• **Objective 1**
Using the thread below on the irrationality of the square root of two, list every property that the big triangle is stated to have.
• **Objective 2**
In the square root of two thread below, condense the paragraph beginning "I did finally get this" into a short bulleted list that keeps its main facts.
• **Objective 3**
Quote the part of the square root of two thread between "B4b) T+S is" and "integer (point B3).", inclusive.

• **Supplied text**
=======

It’s said that Pythagoras had a man put to death for blabbing in a public bar that the square root of two is irrational. Today I hope I can post this without fear of reprisals. I don’t know who first drew this beautiful proof, which works equally well in modern English and in ancient Greek:

Hmmm, let’s see if I can remember this. We’re assuming that the square root of two is A/B reduced, so the black triangle has legs of A and a hypotenuse of B. That’s the smallest isosceles triangle having three integer sides. But the lower-right triangle is also isosceles and also has integer sides (hypotenuse A – B and legs 2B – A), and it’s smaller. (The red line has length equal to the right small black line because it’s an isosceles triangle, and equal to the lower-left black line because they’re both tangent to the circle.)

I did finally get this but I confess not immediately. *spoiler alert* the construction shows an infinite regress, but why does that suffice? The idea is that irrational refers to incomensurable lengths. If rt2 is rational then some integer number of rt2 lengths will match some other number of 1 lengths. So there will be a triangle, the big one here, where all sides are integer length. Use those two “some integers”. But then you construct a smaller one by drawing a smaller circle. (The sides are equal by a simple theorem of triangles.) the sides are integers because all the line lengths are. So we have a smaller all integer triangle. But there is no infinite sequence of ever smaller positive integers. Thus rt2 cannot be rational.

I think the term of art is “infinite descent”.

@dictum 3

Yes, a good point of usage.

Fits the coming election too.

@ken b

I may be missing something, but I think you need at least one more statement to your proof.

The smaller triangle might have rational, but not integer sides. There are sequences of infinitely decreasing rationals.

The ratio between the two triangles is (rt2 – 1) which is a rational ratio if rt2 is rational,and so the sequence of side lengths that your are saying doesn’t exist as integers does exist as rational if the original sides are rational.

You’ve shown that rt2 isn’t an integer, but that isn’t a proof that it’s not rational. Let me know what I’m missing about your proof.

DanR: This is actually covered in the other comments, but it might be easier to see with labels:

Our big triangle has four properties:

A1) It is a right triangle.

A2) It is isoceles, so P=T+S

A3) The legs are integers, so P (or T+S) is an integer

A4) The hypotenuse is an integer, so Q+R is an integer

We want to show that the smaller triangle has the same properties:

B1) It is a right triangle, because there is a right angle between Z (the tangent to the circle) and R (the extension of the diameter)

B2) It is isoceles, because it’s a right triangle (point B1) and the angle between R and S is known to be 45 degrees

B3) The leg R is an integer, because:

B3a) R=(Q+R)-Q

B3b) Q+R is an integer (point A4)

B3c) Q is an integer (point A3, plus the observation that Q=P because they are diameters of the same circle)

B4) The hypotenuse S is an integer because:

B4a) S=(T+S)-T

B4b) T+S is an integer (point A3)

B4c) T is an integer (because T=Z, being tangents to the same circle from the same point, Z=R (point B2) and R is an integer (point B3).

Dan R

What Steve said :)

T and Z are equal by a symmetry argument and we know Z is an integer because R is and Q is.

=======

• **Raw data**
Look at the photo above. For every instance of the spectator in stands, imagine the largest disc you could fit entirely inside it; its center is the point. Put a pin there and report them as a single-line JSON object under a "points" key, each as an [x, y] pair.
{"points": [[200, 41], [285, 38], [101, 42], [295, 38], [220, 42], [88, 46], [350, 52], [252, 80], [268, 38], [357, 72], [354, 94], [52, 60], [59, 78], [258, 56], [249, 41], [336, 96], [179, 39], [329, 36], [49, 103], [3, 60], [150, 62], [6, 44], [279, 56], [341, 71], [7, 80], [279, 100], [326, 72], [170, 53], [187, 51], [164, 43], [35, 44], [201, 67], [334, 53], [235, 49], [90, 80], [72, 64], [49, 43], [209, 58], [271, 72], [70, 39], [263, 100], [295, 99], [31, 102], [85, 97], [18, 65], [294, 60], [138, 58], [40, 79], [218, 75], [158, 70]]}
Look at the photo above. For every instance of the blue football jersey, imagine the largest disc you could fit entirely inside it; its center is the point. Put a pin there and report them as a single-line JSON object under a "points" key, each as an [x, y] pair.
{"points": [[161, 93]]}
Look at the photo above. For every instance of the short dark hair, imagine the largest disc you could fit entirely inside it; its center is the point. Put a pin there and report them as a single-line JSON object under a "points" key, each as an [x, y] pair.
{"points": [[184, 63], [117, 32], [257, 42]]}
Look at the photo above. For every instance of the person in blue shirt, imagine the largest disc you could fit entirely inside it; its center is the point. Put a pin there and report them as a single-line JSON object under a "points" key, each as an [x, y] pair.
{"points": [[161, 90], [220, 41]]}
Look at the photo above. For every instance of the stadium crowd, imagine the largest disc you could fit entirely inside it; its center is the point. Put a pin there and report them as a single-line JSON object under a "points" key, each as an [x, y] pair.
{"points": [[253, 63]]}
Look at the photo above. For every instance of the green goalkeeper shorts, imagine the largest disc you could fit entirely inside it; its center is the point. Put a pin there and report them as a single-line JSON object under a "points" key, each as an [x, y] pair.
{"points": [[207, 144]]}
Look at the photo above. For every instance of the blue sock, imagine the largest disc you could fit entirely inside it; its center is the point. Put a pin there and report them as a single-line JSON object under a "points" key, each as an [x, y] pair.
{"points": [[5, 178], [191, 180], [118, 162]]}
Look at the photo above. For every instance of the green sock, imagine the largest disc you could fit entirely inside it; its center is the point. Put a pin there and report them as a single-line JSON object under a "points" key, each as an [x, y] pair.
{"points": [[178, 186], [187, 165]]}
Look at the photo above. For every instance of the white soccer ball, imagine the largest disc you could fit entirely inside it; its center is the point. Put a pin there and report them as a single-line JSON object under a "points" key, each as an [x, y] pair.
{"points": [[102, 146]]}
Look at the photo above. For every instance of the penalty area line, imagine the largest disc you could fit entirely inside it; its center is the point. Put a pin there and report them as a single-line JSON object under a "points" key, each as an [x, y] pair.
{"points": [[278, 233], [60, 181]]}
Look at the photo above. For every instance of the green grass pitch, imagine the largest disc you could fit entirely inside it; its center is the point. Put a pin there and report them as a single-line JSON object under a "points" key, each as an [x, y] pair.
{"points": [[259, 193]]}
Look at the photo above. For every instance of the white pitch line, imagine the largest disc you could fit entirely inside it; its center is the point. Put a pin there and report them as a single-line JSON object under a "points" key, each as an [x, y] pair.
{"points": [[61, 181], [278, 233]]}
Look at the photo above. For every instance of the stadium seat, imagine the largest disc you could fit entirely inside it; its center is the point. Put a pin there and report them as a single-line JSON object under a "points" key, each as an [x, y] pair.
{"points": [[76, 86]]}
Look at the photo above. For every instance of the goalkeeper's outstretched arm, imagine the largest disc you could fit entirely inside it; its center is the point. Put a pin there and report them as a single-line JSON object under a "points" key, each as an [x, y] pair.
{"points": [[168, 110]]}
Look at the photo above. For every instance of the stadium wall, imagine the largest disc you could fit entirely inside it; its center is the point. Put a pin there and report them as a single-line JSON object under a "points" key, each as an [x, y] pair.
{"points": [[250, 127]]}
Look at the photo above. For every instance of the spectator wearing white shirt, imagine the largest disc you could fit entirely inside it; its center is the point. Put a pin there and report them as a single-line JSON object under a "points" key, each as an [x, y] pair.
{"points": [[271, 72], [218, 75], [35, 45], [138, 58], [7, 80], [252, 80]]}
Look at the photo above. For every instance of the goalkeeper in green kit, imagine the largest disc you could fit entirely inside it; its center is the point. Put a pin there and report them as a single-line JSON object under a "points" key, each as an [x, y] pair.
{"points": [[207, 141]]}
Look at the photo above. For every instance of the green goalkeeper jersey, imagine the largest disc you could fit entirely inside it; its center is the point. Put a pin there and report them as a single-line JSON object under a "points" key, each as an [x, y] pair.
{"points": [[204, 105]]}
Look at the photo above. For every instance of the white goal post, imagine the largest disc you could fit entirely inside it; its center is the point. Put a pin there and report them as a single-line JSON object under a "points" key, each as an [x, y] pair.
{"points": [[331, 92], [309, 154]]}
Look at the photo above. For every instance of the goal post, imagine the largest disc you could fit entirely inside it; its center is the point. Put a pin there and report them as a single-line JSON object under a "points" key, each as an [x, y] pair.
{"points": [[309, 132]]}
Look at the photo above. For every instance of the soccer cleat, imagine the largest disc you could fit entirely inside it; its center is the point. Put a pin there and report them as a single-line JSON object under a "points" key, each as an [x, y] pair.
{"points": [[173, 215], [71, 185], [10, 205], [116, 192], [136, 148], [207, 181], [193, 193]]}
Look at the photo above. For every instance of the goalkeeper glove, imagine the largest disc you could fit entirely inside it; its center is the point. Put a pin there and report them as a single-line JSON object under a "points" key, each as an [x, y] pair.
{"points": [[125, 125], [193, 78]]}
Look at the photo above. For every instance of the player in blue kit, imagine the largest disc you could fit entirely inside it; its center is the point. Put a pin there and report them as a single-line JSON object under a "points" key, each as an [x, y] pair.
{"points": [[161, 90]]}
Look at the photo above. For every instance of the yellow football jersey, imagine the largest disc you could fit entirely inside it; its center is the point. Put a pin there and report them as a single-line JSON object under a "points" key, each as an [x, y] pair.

=======

• **Full answer 1**
- It is a right triangle.
- It is isosceles, so P=T+S.
- The legs are integers, so P (or T+S) is an integer.
- The hypotenuse is an integer, so Q+R is an integer.

• **Full answer 2**
- The construction shows an infinite regress, and irrational refers to incommensurable lengths.
- If rt2 were rational, some integer number of rt2 lengths would match some integer number of 1 lengths, giving a big triangle with all sides of integer length.
- Drawing a smaller circle produces a smaller triangle whose sides are equal by a simple theorem of triangles and are integers because all the line lengths are.
- Since there is no infinite sequence of ever smaller positive integers, rt2 cannot be rational.

• **Full answer 3**
B4b) T+S is an integer (point A3)

B4c) T is an integer (because T=Z, being tangents to the same circle from the same point, Z=R (point B2) and R is an integer (point B3).